◆ **TEXTE À LIRE**:
————————

Les antibiotiques sont des médicaments qui servent à lutter contre les infections dues à des bactéries. Ils ont sauvé et sauvent encore des millions de vies chaque année, mais leur efficacité est menacée car les bactéries peuvent s’adapter et résister au traitement. On parle de résistance aux antibiotiques ou aux antibactériens. « L’antibiorésistance désigne à la fois une dynamique qui existe depuis l’utilisation des antibiotiques, mais aussi l’ensemble des mécanismes que les bactéries utilisent pour résister à ces traitements », résume Didier Mazel responsable de l’unité Plasticité du génome bactérien à l’Institut Pasteur.

Comment les résistances fonctionnent ?

————————

[Entrées de données enregistrées]
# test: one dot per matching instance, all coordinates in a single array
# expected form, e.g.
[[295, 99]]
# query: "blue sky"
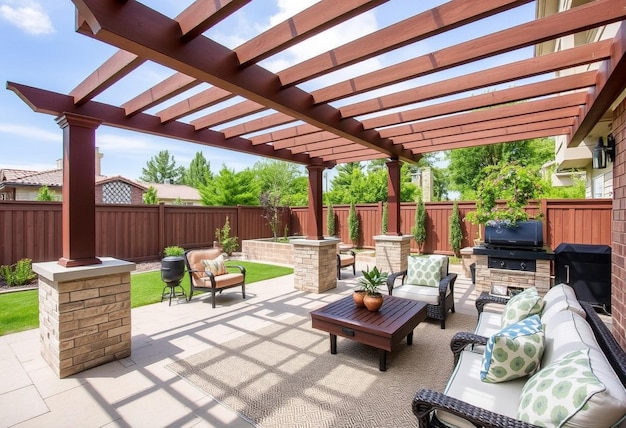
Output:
[[40, 48]]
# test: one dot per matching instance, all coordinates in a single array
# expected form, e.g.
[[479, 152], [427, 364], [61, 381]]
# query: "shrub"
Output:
[[419, 229], [173, 250], [228, 243], [456, 233], [18, 274], [353, 225]]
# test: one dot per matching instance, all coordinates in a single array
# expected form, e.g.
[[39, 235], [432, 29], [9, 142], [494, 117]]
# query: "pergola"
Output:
[[396, 116]]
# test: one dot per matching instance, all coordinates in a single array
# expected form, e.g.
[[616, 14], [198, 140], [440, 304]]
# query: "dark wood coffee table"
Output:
[[383, 330]]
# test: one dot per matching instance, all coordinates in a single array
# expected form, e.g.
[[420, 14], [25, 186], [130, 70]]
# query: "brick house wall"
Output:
[[618, 299]]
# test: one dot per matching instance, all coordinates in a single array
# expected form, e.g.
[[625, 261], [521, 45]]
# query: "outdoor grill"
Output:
[[513, 258], [587, 269]]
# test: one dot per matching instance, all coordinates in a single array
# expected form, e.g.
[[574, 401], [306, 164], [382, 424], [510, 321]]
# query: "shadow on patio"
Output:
[[142, 390]]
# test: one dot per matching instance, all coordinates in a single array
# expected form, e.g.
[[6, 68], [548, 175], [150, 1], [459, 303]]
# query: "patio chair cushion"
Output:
[[428, 295], [513, 352], [580, 389], [521, 306], [424, 271], [215, 266]]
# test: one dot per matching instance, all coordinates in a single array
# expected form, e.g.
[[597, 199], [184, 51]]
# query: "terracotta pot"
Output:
[[358, 297], [373, 302]]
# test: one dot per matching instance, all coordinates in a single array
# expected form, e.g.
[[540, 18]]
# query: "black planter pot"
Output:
[[172, 269]]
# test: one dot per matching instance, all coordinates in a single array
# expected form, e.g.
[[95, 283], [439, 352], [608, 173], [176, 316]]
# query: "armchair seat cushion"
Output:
[[346, 259], [221, 281], [426, 294]]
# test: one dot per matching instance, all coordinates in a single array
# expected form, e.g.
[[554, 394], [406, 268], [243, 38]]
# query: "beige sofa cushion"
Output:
[[465, 384]]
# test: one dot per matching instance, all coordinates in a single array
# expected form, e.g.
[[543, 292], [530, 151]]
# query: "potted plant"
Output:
[[173, 265], [510, 182], [369, 283]]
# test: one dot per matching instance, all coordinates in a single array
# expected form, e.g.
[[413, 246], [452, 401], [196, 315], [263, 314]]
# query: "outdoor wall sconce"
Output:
[[601, 152]]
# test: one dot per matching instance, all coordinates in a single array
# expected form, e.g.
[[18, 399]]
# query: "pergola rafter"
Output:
[[564, 93], [381, 124]]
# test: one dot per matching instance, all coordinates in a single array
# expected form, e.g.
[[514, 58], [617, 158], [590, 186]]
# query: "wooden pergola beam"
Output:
[[573, 100], [194, 20], [438, 20], [529, 91], [195, 103], [311, 21], [610, 83], [542, 133], [590, 15], [210, 62], [56, 104], [523, 69], [417, 142], [560, 117]]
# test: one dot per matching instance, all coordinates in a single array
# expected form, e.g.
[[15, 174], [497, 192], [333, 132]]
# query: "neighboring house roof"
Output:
[[50, 178], [175, 191]]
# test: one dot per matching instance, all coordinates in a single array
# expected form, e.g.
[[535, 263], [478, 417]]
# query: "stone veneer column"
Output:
[[392, 252], [84, 314], [315, 264]]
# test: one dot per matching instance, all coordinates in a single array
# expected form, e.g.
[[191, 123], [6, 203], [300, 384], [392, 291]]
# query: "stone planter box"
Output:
[[266, 250]]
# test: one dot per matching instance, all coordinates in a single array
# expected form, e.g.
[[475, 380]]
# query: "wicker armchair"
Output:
[[201, 279], [440, 300]]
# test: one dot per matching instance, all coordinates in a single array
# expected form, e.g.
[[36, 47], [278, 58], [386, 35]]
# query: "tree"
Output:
[[198, 173], [230, 189], [467, 167], [353, 225], [44, 194], [359, 184], [150, 196], [330, 221], [456, 233], [510, 182], [162, 169], [419, 229], [285, 181]]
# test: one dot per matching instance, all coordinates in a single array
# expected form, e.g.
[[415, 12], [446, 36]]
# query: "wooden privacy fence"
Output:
[[140, 232], [581, 221], [129, 232]]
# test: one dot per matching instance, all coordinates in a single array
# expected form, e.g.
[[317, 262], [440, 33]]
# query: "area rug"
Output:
[[284, 375]]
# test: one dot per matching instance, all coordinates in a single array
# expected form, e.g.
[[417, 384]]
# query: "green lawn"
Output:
[[20, 311]]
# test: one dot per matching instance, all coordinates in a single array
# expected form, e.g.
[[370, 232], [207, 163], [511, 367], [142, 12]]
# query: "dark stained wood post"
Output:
[[393, 197], [314, 228], [79, 190]]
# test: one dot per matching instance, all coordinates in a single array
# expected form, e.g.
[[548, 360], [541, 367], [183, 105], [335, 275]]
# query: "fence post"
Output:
[[161, 227]]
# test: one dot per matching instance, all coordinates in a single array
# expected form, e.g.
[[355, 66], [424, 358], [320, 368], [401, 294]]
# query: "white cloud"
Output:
[[27, 15], [30, 133]]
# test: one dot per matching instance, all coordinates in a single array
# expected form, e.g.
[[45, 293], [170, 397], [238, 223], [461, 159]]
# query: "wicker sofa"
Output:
[[438, 293], [572, 330]]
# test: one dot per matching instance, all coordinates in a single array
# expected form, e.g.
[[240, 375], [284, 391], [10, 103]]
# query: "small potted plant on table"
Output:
[[369, 283]]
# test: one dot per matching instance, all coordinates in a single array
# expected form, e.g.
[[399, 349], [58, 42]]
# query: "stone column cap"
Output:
[[52, 271]]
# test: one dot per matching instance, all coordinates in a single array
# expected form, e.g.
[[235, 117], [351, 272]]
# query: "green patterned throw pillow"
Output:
[[215, 266], [521, 306], [424, 271], [560, 391], [513, 352]]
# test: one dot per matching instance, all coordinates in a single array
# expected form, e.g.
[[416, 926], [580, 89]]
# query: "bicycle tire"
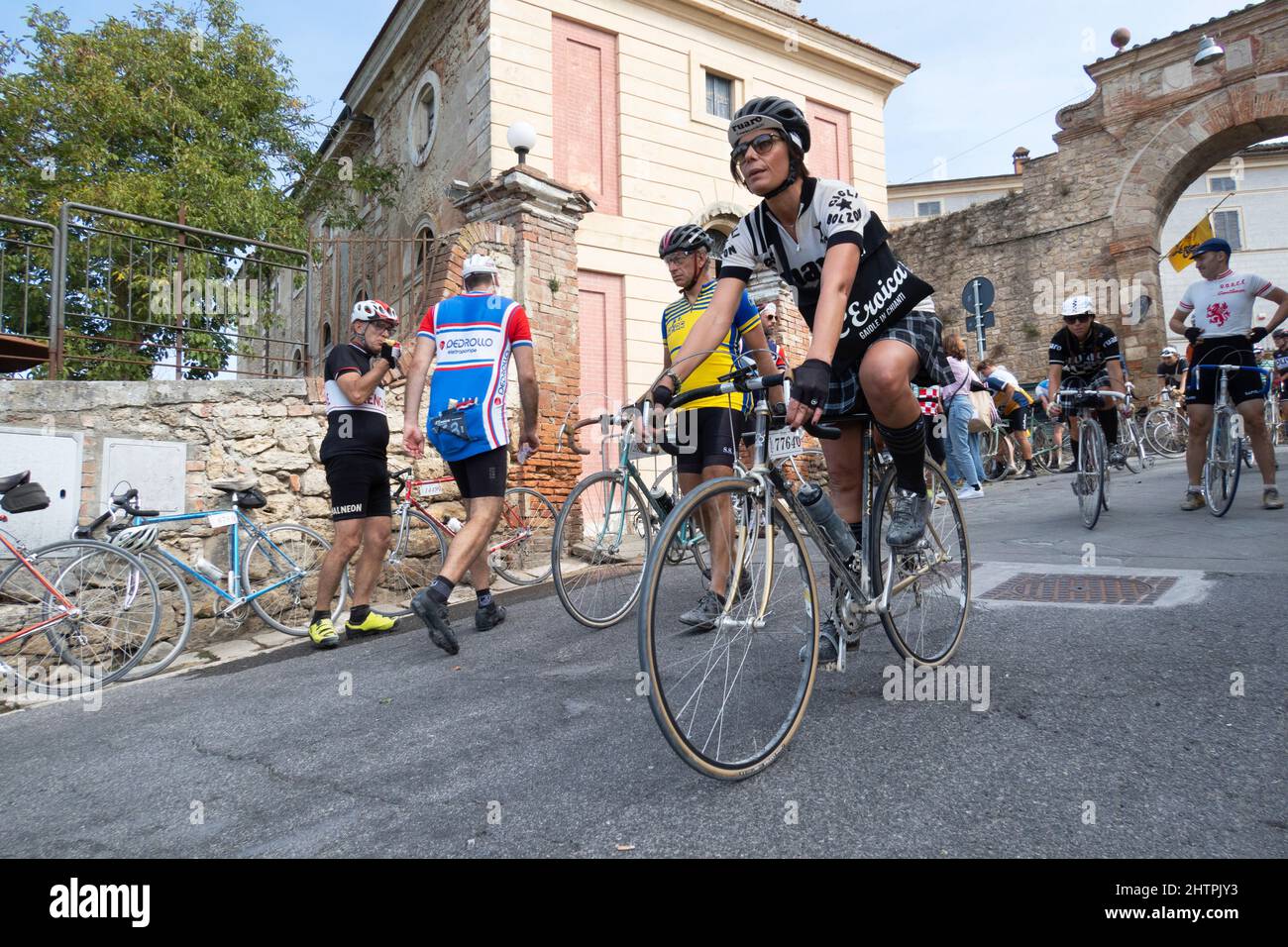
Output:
[[415, 558], [669, 660], [945, 528], [537, 547], [1222, 471], [303, 590], [639, 522], [145, 669], [1090, 479], [95, 613]]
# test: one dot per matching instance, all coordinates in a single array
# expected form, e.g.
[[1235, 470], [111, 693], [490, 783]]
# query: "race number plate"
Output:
[[786, 444]]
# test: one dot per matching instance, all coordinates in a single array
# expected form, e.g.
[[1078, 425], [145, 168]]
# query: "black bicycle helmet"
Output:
[[684, 237], [769, 112]]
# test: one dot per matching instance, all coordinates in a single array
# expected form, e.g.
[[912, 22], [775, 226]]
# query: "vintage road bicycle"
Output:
[[730, 699]]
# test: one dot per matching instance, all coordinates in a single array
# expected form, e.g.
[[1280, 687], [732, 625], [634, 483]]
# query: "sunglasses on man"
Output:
[[761, 144]]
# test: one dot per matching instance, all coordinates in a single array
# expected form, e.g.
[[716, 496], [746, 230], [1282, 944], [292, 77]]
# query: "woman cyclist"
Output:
[[864, 351]]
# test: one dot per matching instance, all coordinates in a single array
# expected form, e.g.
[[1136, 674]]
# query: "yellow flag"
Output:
[[1180, 254]]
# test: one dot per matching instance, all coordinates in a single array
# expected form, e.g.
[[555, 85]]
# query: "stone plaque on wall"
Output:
[[155, 468]]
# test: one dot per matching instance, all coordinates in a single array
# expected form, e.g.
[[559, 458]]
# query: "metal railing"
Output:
[[29, 260], [141, 295]]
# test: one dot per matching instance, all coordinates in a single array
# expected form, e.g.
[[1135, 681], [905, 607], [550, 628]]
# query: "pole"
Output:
[[979, 324]]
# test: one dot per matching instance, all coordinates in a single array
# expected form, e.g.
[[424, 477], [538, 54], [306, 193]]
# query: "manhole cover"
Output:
[[1073, 589]]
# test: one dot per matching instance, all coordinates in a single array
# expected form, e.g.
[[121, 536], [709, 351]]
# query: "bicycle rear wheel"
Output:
[[287, 558], [730, 697], [930, 586], [1089, 482], [1166, 432], [600, 541], [1222, 472], [115, 612], [175, 624], [526, 534]]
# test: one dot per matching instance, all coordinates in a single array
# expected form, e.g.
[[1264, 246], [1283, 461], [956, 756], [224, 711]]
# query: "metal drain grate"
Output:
[[1073, 589]]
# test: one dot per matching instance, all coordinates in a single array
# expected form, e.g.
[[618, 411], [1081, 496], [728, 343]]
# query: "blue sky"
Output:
[[986, 67]]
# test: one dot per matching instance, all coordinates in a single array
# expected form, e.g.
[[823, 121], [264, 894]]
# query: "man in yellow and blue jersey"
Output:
[[708, 429]]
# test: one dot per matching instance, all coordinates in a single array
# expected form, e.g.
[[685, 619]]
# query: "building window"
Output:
[[719, 95], [423, 121], [1225, 224]]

————————

◆ **PROBLÈME À TRAITER**: Écrivez la suite du texte sur la résistance aux antibiotiques, à partir du titre « Comment les résistances fonctionnent ? ».

◆ **RÉPONSE ATTENDUE**:
Plusieurs mécanismes de résistance existent et peuvent conduire à une même insensibilité au traitement. La plupart du temps, la bactérie va soit altérer l’antibiotique lui-même, soit la molécule cible avec laquelle celui-ci réagit normalement, ce qui dans les deux cas le rend inefficace. D’autres formes de résistance moins efficaces sont connues, comme la pompe d’efflux, qui permet d’expulser l’antibiotique en dehors de la bactérie.

« La surveillance de l’antibiorésistance passe par la mesure de la fréquence des souches sensibles ou résistantes à un antibiotique, c’est-à-dire la proportion de bactéries devenues insensibles à ce médicament », poursuit Céline Loot, chercheuse dans l’unité de Didier Mazel.

Comment les bactéries deviennent résistantes ?

Quand elles sont confrontées à un antibiotique, les bactéries évoluent : les lignées résistantes se reproduisent mieux et finissent par devenir majoritaires.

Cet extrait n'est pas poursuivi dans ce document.